▶ Source material
§ §
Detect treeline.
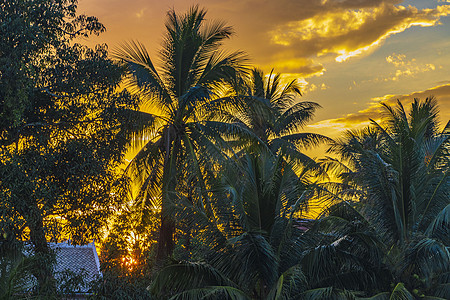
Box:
[0,0,450,299]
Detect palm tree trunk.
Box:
[156,212,175,261]
[156,126,176,262]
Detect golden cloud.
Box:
[308,84,450,133]
[269,2,450,62]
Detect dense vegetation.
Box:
[0,0,450,299]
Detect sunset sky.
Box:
[78,0,450,141]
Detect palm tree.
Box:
[151,152,330,299]
[111,6,245,259]
[320,98,450,298]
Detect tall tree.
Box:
[0,0,136,293]
[152,152,314,299]
[111,6,244,259]
[320,98,450,298]
[217,68,331,163]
§ §
▶ Exercise directions
Pull out every line in the lines above that contains the word "palm", matching case exactly. Copy each such line in full.

▶ Final result
Detect palm tree trunk.
Detect palm tree.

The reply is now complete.